- WHAT THE TASK ASKS -
Pick out every line in the material below that contains the string "german", and copy each one in full.

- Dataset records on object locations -
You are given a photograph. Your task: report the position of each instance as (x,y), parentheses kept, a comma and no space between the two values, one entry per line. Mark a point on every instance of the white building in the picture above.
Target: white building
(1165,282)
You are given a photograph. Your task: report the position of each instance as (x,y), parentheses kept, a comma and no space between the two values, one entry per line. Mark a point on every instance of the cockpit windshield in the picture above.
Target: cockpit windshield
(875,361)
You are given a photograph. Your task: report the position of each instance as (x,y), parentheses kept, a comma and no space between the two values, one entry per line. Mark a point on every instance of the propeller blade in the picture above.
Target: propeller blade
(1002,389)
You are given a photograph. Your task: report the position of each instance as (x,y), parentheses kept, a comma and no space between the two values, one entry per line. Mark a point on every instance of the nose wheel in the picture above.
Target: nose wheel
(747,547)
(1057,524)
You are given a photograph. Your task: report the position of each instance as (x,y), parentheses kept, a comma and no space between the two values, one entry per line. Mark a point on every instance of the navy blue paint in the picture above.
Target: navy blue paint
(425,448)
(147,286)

* * *

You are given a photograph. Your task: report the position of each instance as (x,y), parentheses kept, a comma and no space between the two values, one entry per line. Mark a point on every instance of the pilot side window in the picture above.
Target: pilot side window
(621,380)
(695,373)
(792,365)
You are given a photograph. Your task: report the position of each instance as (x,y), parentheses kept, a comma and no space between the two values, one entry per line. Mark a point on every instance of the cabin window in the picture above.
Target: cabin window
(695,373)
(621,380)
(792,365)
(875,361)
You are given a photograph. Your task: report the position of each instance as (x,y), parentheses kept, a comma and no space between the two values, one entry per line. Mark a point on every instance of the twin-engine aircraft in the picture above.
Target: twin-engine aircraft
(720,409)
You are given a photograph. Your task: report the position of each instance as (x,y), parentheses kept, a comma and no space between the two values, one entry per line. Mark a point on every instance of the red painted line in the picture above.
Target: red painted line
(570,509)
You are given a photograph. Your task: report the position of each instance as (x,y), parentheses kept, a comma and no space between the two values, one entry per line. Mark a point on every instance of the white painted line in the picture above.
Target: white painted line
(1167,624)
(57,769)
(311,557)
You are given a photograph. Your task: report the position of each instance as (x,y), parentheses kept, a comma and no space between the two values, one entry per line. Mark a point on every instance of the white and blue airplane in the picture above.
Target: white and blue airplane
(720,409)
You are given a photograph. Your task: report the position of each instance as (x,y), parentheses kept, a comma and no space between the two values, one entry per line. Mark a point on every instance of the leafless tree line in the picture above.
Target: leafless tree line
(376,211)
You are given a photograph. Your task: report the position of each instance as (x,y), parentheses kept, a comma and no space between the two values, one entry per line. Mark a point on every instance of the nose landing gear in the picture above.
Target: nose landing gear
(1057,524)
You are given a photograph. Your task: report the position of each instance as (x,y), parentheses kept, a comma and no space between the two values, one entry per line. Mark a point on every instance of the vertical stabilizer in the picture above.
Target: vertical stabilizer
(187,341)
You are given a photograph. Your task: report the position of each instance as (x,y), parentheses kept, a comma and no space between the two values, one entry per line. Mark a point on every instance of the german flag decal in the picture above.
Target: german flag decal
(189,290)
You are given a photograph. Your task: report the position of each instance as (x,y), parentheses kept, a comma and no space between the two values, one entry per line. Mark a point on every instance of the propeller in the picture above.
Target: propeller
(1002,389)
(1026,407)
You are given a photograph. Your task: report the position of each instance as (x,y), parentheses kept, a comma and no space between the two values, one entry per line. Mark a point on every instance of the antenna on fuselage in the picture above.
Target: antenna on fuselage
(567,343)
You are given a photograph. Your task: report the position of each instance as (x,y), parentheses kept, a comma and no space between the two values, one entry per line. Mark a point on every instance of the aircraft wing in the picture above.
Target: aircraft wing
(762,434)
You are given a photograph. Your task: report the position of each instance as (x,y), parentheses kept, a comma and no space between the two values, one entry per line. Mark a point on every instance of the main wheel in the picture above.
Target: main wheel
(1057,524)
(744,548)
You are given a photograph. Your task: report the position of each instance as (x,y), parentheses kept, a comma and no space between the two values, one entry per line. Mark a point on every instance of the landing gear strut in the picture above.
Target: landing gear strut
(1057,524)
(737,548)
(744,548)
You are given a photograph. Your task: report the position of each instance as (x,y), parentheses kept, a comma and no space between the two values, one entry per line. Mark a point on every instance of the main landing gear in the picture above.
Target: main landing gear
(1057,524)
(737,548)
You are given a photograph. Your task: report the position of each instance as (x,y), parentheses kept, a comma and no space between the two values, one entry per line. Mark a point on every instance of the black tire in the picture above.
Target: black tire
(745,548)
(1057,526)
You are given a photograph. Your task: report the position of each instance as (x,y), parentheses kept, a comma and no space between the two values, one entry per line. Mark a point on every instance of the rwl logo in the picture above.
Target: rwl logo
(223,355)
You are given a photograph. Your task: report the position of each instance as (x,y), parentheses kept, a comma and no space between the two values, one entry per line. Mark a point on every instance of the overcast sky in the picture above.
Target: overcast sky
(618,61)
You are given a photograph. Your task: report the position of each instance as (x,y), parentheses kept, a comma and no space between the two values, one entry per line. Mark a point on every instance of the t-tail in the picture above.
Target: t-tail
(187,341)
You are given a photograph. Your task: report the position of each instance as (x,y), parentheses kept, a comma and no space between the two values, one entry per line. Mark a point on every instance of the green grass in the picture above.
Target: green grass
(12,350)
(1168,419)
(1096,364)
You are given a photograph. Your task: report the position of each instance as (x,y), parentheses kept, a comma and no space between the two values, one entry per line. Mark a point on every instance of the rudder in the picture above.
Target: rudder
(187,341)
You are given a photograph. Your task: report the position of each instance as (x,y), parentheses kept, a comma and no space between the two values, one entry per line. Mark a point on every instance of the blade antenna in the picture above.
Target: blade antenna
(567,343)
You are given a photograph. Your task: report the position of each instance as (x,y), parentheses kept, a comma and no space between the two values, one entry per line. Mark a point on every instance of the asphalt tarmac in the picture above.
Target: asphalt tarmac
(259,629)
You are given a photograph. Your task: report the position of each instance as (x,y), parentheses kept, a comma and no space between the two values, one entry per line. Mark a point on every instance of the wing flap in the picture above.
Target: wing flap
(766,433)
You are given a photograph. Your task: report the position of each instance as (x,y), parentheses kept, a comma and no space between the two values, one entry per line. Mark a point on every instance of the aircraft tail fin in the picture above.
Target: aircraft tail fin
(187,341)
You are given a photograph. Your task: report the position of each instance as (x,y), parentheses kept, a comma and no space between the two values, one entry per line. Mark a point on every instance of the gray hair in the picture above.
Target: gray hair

- EXPECTED OUTPUT -
You are given a photograph. Your task: report the position of each instance as (x,y), parentheses kept, a comma and no space between the two values, one entry per line. Mark a point on every instance of the german flag decal in the picture above.
Target: german flag decal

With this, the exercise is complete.